#### [Stated problem 1]
Set down the passage on Jeff Wall word for word, starting with "Wall (b1946, Vancouver)" and going on through "violence is off-camera.".
#### [Stated problem 2]
Answer these from the passage on Jeff Wall:
(a) In what year was Listener made?
(b) What does Mimic (1982) incarnate?
(c) Which Delacroix painting does The Destroyed Room parallel in its composition?

#### [Source excerpt]
>>>

Jeff Wall, Listener, 2015. Inkjet print, 167.3 x 240.3 x 6.5 cm (65 7/8 x 94 5/8 x 2 9/16 in). © Jeff Wall. Courtesy White Cube.
Wall (b1946, Vancouver) is one of contemporary art’s great re-enactors. Some of his works recapture scenes he witnessed first-hand: Mimic (1982) incarnates a racist gesture Wall saw on a street. Others, such as the recent work Fallen Rider (2024), capture incidents Wall was told about. And many draw on a deep well of art and literature, although seldom in the most obvious way. His first breakthrough image, The Destroyed Room (1978), features a woman’s trashed bedroom. The composition parallels Delacroix’s The Death of Sardanapalus (1827), in which the dying tyrant commands that his world possessions – including slaves – are immolated on his funeral pyre. But in Wall’s work, as in Listener, the violence is off-camera.

<<<

#### [Data segment]
>>>

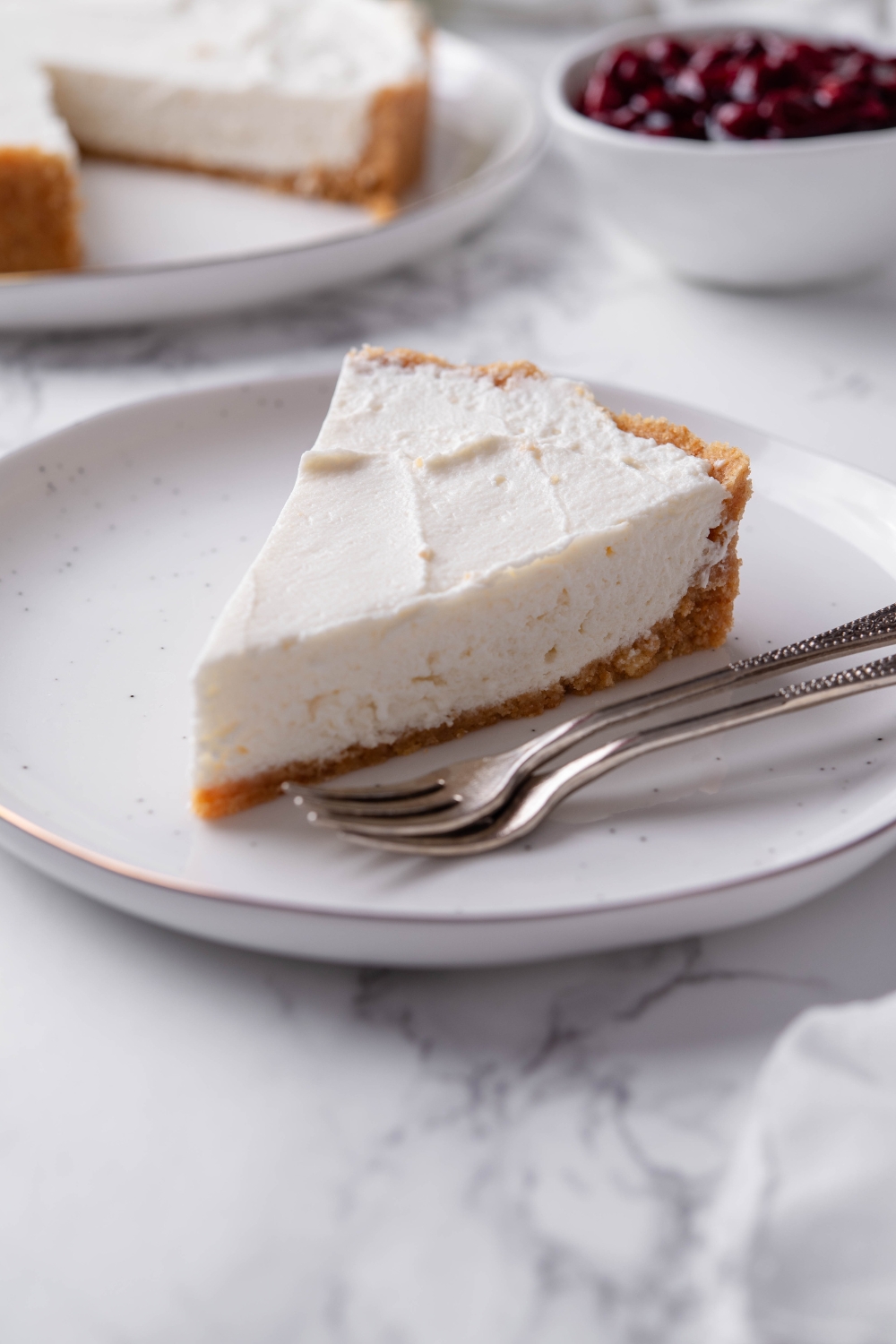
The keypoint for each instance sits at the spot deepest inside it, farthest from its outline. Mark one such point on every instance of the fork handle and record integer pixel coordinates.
(868, 632)
(541, 793)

<<<

#### [Complete response 1]
Wall (b1946, Vancouver) is one of contemporary art’s great re-enactors. Some of his works recapture scenes he witnessed first-hand: Mimic (1982) incarnates a racist gesture Wall saw on a street. Others, such as the recent work Fallen Rider (2024), capture incidents Wall was told about. And many draw on a deep well of art and literature, although seldom in the most obvious way. His first breakthrough image, The Destroyed Room (1978), features a woman’s trashed bedroom. The composition parallels Delacroix’s The Death of Sardanapalus (1827), in which the dying tyrant commands that his world possessions – including slaves – are immolated on his funeral pyre. But in Wall’s work, as in Listener, the violence is off-camera.

#### [Complete response 2]
(a) 2015
(b) A racist gesture Wall saw on a street
(c) The Death of Sardanapalus (1827)